Rescale the lines from the line containing "shown in [264,369]." through the end of the lines, both included. Reproduce each one with its request unchanged, but multiply every coordinate in the answers by 1.7 and round it to the nearest whole number, with halves rounded up.

[Begin]

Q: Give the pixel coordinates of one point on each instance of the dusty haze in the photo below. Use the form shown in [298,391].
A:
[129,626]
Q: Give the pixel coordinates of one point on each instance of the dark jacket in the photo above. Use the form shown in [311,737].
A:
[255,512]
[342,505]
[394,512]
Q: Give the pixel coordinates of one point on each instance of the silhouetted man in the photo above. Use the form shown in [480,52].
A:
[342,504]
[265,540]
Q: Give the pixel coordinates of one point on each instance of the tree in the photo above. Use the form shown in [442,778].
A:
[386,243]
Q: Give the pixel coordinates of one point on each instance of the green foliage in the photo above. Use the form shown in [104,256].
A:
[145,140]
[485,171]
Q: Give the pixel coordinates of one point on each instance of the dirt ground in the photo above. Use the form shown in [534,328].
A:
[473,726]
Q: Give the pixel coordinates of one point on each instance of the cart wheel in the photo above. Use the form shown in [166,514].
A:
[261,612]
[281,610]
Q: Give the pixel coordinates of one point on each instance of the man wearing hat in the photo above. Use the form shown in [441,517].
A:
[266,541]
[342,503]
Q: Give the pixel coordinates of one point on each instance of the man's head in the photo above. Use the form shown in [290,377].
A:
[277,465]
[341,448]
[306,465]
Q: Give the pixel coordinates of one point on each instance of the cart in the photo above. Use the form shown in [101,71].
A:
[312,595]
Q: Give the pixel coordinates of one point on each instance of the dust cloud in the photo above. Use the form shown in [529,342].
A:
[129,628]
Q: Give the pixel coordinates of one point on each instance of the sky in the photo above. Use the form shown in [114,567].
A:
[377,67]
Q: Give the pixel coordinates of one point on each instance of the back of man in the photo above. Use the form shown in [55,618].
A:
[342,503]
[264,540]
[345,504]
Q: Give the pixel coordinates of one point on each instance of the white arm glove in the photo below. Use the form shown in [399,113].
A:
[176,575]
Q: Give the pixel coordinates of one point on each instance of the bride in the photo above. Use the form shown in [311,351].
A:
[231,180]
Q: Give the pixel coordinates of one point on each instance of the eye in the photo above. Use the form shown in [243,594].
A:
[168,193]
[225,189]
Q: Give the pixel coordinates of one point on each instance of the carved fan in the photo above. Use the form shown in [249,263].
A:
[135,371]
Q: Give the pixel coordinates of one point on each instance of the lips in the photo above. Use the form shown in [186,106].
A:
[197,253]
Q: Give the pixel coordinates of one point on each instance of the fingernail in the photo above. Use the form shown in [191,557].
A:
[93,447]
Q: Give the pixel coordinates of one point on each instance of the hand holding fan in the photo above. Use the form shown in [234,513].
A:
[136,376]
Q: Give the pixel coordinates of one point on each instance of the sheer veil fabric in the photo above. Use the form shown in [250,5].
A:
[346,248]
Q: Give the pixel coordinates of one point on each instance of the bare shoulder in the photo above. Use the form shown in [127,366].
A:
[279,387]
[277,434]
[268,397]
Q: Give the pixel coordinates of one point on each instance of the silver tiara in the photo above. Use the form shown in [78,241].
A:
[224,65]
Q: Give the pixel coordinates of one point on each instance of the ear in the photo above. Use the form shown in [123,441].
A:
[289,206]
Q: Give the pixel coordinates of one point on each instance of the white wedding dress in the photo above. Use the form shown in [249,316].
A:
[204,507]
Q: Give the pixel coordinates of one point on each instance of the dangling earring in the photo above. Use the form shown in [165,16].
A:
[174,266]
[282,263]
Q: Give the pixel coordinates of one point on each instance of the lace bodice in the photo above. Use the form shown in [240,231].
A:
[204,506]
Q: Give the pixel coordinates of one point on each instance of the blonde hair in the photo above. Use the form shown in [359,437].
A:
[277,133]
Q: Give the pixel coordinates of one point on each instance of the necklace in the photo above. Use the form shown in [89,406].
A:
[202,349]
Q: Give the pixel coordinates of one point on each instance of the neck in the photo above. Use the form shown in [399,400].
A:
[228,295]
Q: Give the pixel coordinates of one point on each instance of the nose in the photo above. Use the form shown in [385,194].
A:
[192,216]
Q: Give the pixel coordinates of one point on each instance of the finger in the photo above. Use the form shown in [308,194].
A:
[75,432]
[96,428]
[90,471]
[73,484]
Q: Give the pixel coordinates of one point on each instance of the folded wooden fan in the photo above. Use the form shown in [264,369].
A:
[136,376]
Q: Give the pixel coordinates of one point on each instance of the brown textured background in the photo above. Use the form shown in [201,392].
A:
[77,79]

[End]

**Answer**
Q: Give the pixel coordinates of one point on each instance of the folded wooden fan in the photo above. Use the form shown in [264,369].
A:
[231,639]
Q: Give the pixel coordinates of one point on each instance of the brown textured background in the photo above. Use the form shown in [201,392].
A:
[131,134]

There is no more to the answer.